▶ [Work request]: How many lines of the data include the string "forest"? State the number and nothing else.

┌─ Material for this exercise

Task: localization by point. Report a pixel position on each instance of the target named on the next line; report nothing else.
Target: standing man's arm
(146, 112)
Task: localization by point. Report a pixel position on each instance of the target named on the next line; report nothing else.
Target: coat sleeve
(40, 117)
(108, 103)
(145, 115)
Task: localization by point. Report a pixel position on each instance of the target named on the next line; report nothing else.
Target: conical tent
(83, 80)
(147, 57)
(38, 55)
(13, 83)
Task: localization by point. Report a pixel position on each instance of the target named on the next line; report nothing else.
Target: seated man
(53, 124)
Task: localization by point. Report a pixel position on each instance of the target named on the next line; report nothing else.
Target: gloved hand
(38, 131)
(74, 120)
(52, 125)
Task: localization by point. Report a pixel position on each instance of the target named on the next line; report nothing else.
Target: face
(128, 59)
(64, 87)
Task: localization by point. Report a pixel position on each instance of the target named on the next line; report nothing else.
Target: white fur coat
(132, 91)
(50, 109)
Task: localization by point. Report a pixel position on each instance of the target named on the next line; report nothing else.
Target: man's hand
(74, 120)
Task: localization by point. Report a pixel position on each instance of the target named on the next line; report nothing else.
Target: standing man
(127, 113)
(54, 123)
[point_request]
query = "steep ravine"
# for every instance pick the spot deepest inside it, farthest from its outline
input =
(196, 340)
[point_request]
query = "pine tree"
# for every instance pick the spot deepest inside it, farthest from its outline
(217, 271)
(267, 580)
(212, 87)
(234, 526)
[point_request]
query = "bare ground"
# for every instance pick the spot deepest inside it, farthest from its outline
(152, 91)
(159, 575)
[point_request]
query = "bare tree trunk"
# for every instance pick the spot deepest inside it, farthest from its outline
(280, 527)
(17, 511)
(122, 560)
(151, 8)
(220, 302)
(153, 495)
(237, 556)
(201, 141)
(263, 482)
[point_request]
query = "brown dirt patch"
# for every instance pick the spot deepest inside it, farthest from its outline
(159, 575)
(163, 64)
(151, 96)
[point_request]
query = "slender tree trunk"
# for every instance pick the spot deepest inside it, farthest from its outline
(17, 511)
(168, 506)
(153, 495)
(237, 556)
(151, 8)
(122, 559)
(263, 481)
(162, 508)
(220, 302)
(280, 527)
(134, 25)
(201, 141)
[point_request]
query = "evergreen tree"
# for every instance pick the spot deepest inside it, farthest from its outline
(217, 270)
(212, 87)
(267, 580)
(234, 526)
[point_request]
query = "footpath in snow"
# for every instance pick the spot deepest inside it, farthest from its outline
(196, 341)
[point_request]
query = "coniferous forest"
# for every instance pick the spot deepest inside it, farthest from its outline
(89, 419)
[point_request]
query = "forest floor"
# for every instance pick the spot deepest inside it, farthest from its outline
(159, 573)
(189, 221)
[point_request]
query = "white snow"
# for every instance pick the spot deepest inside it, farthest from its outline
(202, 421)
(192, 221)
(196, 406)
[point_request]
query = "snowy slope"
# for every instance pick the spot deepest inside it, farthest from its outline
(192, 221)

└─
┌─ Material for this exercise

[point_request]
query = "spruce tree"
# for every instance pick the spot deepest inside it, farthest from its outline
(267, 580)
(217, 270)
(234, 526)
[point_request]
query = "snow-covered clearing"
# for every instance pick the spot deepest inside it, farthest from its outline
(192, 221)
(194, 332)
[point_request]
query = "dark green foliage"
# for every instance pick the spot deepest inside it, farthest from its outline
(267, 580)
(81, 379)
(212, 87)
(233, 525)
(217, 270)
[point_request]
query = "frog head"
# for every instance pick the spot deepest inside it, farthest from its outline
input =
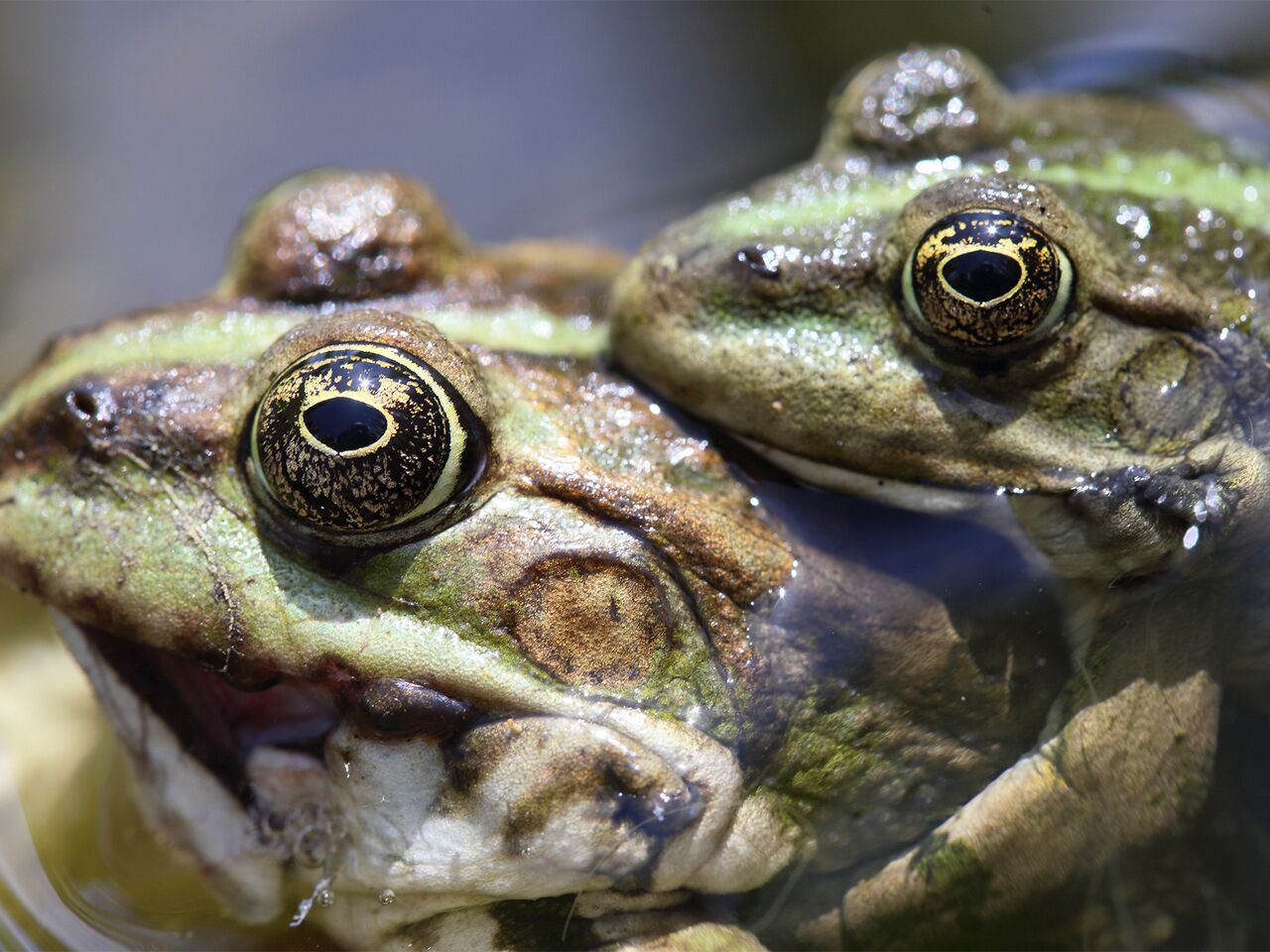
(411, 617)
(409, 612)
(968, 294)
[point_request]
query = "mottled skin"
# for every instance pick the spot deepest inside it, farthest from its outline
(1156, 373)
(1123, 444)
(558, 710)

└─

▶ [Written solution]: 2